— begin Text to read —
Progressive Distributor
Strategies for buying and selling a business

Use caution before jumping on the mergers and acquisition bandwagon.

by Richard Vurva

In nearly 80 percent of all cases in which a buyer and a seller of two companies sign a letter of intent to merge their businesses, the deal never closes. The reason, according to Bart Basi of the Center for Financial, Legal & Tax Planning, is because information uncovered during the due diligence process caused either the buyer or the seller to walk away from the deal.

Thats why Basi considers conducting proper due diligence one of seven steps necessary to successfully complete any merger or acquisition.

Basi will explain the seven steps during his presentation, Strategies for Buying & Selling a Business at the ASMMA/I.D.A. spring convention on May 7, 2000 in Dallas. This article looks briefly at a few of the steps Basi will cover in his presentation.

Conducting due diligence
The due diligence process is important to both buyers and sellers.

Buyers use due diligence for two reasons, Basi says. First, to verify the accuracy of the information the seller has told them, and second, in an attempt to adjust the purchase price.
— end Text to read —
— begin Excerpted records —
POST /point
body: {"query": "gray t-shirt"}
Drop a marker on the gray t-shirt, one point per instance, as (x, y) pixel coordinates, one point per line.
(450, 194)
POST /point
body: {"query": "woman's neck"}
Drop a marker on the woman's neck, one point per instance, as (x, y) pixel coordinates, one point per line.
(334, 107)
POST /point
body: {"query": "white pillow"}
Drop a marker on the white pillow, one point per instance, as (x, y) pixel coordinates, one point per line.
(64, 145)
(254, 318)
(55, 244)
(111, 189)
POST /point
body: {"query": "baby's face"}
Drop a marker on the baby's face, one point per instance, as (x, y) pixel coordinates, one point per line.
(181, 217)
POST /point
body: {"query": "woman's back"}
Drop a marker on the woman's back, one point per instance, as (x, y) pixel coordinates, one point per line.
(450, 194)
— end Excerpted records —
** Set task 1 **
According to the article on buying and selling a business, in roughly what share of cases does a deal fail to close after the buyer and seller sign a letter of intent to merge?
** Set task 2 **
Reproduce everything in the article on buying and selling a business from "by Richard Vurva" down to "in his presentation.".
The entries above are separate material and bear no relation to the article on buying and selling a business.

** Full response 1 **
In nearly 80 percent of cases.

** Full response 2 **
by Richard Vurva

In nearly 80 percent of all cases in which a buyer and a seller of two companies sign a letter of intent to merge their businesses, the deal never closes. The reason, according to Bart Basi of the Center for Financial, Legal & Tax Planning, is because information uncovered during the due diligence process caused either the buyer or the seller to walk away from the deal.

Thats why Basi considers conducting proper due diligence one of seven steps necessary to successfully complete any merger or acquisition.

Basi will explain the seven steps during his presentation, Strategies for Buying & Selling a Business at the ASMMA/I.D.A. spring convention on May 7, 2000 in Dallas. This article looks briefly at a few of the steps Basi will cover in his presentation.